- From: Anne van Kesteren <annevk@annevk.nl>
- Date: Thu, 11 Oct 2012 08:36:36 +0200
- To: Joshua Bell <jsbell@chromium.org>
- Cc: WHATWG <whatwg@whatwg.org>
On Thu, Oct 11, 2012 at 6:09 AM, Anne van Kesteren <annevk@annevk.nl> wrote: > On Wed, Oct 10, 2012 at 7:28 PM, Joshua Bell <jsbell@chromium.org> wrote: >> Practically speaking, this would mean refactoring the combined spec so that >> the current BOM handling is defined for parsing web content outside of the >> API rather than requiring the API to hack around it. > > You would still get the hack because the API requires special > treatment for "utf-16". Given that per Unicode "utf-16le" and > "utf-16be" outlaw the BOM, maybe a good solution would be a flag to > disable BOM handling as seen by the decode algorithm? So the decoder > gets a disableBOM flag that defaults to false? That would only require > a special case for BOM handling on top of what there is today, which > seems a fair bit cleaner. The main problem with this is that you would get a leading BOM in utf-8 if the content includes that. An unlikely scenario, but maybe we want to take care of that. Another approach I thought about is that we have an "API decode" algorithm, which is very similar to http://encoding.spec.whatwg.org/#decode However, instead of setting the encoding, it checks if the leading bytes match, and if the encoding matches, and only then does it set the offset. So the BOM would be skipped for utf-8/utf-16 if it was a valid BOM, but a BOM invalid for the given encoding would never switch the encoding. The behavior of the normal decode algorithm does not need to be exposed through the API I think, unless a use case comes up at some point. -- http://annevankesteren.nl/
Received on Thursday, 11 October 2012 06:37:09 UTC

Exercise data:

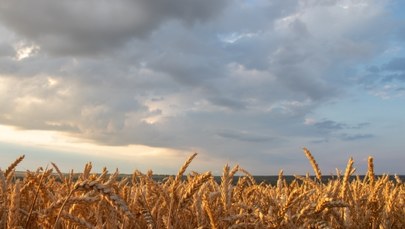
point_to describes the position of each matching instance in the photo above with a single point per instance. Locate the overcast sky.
(141, 84)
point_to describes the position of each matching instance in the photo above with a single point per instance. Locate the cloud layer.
(226, 78)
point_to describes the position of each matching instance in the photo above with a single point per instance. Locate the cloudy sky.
(141, 84)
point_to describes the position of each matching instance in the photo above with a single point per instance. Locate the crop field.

Objective 1: What flag does the mailing list message propose giving the decoder, and what is that flag's default value?
Objective 2: Which lines of the entries contain the string "point"? Pick out each of them, treating uppercase and lowercase as different.
The mailing list message and the entries are unrelated to each other.

Task solution 1: A disableBOM flag that defaults to false.

Task solution 2:
point_to describes the position of each matching instance in the photo above with a single point per instance. Locate the overcast sky.
point_to describes the position of each matching instance in the photo above with a single point per instance. Locate the cloud layer.
point_to describes the position of each matching instance in the photo above with a single point per instance. Locate the cloudy sky.
point_to describes the position of each matching instance in the photo above with a single point per instance. Locate the crop field.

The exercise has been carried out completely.